What you will do
- 1) In the page extract, why can H+ not be an acid? Answer in one to three sentences.
- 2) Decide whether each statement agrees with the page extract. (a) Accepting a proton counts as basic behavior. (b) An amphoteric species can act only as an acid. (c) H+ has a proton it can donate. Answer yes or no for each, and quote the deciding words.

Page extract
__________

Which of the following species is amphoteric? (A) \(\mathrm{H}^{+}\) (B) \(\mathrm{CO}_{3}^{2-}\) (C) \(\mathrm{HCO}_{3}^{-}\) (D) \(\mathrm{H}_{2} \mathrm{CO}_{3}\)

Short Answer

Expert verified
The amphoteric species among the given options is \(\mathrm{HCO}_{3}^{-}\).

Step by step solution

01

Understanding amphoteric species

An amphoteric species is able to behave as both an acid and a base. This means it has the ability to donate a proton (acid behavior), and accept a proton (basic behavior).
02

Analyzing \(\mathrm{H}^{+}\)

\(\mathrm{H}^{+}\) is able to accept an electron pair, however, it does not have a proton to donate, so it can't be an acid.
03

Analyzing \(\mathrm{CO}_{3}^{2-}\)

__________

Recorded information

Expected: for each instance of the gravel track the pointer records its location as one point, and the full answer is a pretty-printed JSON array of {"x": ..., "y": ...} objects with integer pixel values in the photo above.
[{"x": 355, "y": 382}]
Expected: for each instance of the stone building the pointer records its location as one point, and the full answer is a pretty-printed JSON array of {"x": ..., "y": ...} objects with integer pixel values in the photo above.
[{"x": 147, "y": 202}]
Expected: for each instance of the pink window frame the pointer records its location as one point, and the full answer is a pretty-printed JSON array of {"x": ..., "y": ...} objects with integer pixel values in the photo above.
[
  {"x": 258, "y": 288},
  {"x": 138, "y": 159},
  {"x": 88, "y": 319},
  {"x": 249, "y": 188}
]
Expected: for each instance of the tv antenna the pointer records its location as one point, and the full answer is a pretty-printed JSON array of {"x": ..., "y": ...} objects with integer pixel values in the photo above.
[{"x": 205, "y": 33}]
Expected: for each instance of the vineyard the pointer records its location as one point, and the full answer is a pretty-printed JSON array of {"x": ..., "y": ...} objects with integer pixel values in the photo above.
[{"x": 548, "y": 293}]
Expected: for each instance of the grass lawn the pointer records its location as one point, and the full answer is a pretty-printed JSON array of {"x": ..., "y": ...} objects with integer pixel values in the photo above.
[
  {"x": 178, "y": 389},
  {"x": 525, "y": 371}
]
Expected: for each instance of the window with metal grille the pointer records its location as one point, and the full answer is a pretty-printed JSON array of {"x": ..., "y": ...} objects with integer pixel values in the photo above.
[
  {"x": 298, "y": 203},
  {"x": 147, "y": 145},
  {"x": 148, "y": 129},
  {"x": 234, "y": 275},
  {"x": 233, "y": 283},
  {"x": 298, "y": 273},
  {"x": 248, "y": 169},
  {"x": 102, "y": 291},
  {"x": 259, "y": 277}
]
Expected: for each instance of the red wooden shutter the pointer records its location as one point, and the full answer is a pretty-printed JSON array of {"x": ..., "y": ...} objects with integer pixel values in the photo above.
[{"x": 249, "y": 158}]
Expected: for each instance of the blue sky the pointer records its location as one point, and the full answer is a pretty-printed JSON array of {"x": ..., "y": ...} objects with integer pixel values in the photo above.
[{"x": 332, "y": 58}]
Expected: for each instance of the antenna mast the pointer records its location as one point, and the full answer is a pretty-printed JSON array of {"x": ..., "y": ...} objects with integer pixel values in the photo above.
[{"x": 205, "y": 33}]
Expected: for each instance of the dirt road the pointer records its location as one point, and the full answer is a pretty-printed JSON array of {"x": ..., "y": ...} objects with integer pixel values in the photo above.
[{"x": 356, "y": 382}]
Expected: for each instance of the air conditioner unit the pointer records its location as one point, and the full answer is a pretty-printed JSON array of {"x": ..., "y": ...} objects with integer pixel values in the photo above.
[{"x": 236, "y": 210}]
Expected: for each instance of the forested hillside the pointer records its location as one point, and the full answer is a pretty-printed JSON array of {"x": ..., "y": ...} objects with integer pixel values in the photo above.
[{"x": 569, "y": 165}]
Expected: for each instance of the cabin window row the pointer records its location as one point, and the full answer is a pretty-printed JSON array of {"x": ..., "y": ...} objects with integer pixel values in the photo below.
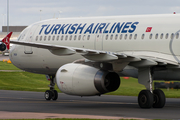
[
  {"x": 66, "y": 37},
  {"x": 131, "y": 36}
]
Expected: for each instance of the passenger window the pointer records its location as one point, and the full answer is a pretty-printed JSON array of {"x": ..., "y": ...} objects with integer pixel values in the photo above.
[
  {"x": 66, "y": 37},
  {"x": 88, "y": 37},
  {"x": 40, "y": 38},
  {"x": 177, "y": 35},
  {"x": 44, "y": 38},
  {"x": 150, "y": 36},
  {"x": 135, "y": 36},
  {"x": 53, "y": 38},
  {"x": 84, "y": 36},
  {"x": 125, "y": 37},
  {"x": 121, "y": 36},
  {"x": 116, "y": 36},
  {"x": 161, "y": 36},
  {"x": 167, "y": 36},
  {"x": 62, "y": 37},
  {"x": 106, "y": 37},
  {"x": 156, "y": 37},
  {"x": 36, "y": 38},
  {"x": 57, "y": 38},
  {"x": 172, "y": 35},
  {"x": 79, "y": 38},
  {"x": 74, "y": 37},
  {"x": 49, "y": 38},
  {"x": 111, "y": 37},
  {"x": 142, "y": 37},
  {"x": 130, "y": 36},
  {"x": 70, "y": 38}
]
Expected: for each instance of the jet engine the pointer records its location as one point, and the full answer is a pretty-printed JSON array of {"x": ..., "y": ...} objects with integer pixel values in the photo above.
[
  {"x": 84, "y": 80},
  {"x": 2, "y": 47}
]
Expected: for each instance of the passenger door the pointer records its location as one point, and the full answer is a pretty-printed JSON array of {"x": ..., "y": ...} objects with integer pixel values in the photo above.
[{"x": 29, "y": 38}]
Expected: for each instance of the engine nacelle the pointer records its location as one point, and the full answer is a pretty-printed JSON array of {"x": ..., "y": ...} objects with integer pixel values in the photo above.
[
  {"x": 83, "y": 80},
  {"x": 2, "y": 47}
]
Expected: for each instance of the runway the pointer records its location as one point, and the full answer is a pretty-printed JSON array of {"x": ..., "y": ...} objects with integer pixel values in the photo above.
[{"x": 106, "y": 105}]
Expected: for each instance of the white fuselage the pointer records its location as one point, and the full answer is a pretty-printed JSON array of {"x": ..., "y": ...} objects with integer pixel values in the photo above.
[{"x": 149, "y": 36}]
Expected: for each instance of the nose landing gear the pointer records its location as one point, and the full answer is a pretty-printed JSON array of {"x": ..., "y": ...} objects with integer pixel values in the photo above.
[
  {"x": 149, "y": 98},
  {"x": 51, "y": 94}
]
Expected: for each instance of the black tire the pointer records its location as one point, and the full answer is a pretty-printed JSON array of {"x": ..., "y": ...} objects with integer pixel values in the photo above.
[
  {"x": 145, "y": 99},
  {"x": 48, "y": 95},
  {"x": 55, "y": 95},
  {"x": 159, "y": 99}
]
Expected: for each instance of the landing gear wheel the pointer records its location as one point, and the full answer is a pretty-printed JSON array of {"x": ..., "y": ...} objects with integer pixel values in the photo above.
[
  {"x": 159, "y": 99},
  {"x": 55, "y": 95},
  {"x": 145, "y": 99},
  {"x": 48, "y": 95}
]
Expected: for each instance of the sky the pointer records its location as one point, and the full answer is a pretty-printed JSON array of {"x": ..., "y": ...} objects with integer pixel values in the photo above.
[{"x": 26, "y": 12}]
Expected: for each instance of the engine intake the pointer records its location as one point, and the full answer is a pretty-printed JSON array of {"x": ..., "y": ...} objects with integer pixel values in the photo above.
[{"x": 83, "y": 80}]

__________

Answer list
- 1) H+ can't be an acid because it does not have a proton to donate. In the page extract, acid behavior means donating a proton, so H+ can't act as an acid even though it can accept an electron pair.

- 2)
(a) Yes: "accept a proton (basic behavior)"
(b) No: "able to behave as both an acid and a base"
(c) No: "it does not have a proton to donate"